Source records
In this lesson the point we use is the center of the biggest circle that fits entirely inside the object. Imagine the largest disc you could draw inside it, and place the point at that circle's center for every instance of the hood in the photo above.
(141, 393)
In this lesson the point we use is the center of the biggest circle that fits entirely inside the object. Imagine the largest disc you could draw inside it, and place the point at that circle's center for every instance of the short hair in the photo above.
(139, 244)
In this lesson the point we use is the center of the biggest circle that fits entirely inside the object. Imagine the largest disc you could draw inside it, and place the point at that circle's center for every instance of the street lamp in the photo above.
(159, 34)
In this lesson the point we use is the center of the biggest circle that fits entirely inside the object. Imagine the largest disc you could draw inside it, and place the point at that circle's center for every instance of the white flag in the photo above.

> _What you need to do_
Nothing in the records may be left out; reproduce them exactly.

> _Exercise response_
In this lesson the point we use is the center of the biggest circle that fits entirely inside the object. Imagine the largest disc you could draw inside it, and place the point at that circle's center for every instance of the hood in the photo above.
(141, 393)
In this lesson the point we use is the center of the biggest circle that fits entirely inside the object. Imagine the largest disc you could draw inside it, and place the point at that circle's center for every instance of the short hair in the photo above.
(139, 244)
In this lesson the point we use is the center of the biggest circle that fits entirely inside the object. Imagine the largest disc you could draw inside it, and place the point at that circle's center for every instance of the street lamp in the photo above.
(159, 34)
In this lesson the point we use is the center of the biggest circle that fits entirely inside the object. Imagine the largest disc you could draw inside it, and place the point at that circle's center for every instance of the white flag in the photo above.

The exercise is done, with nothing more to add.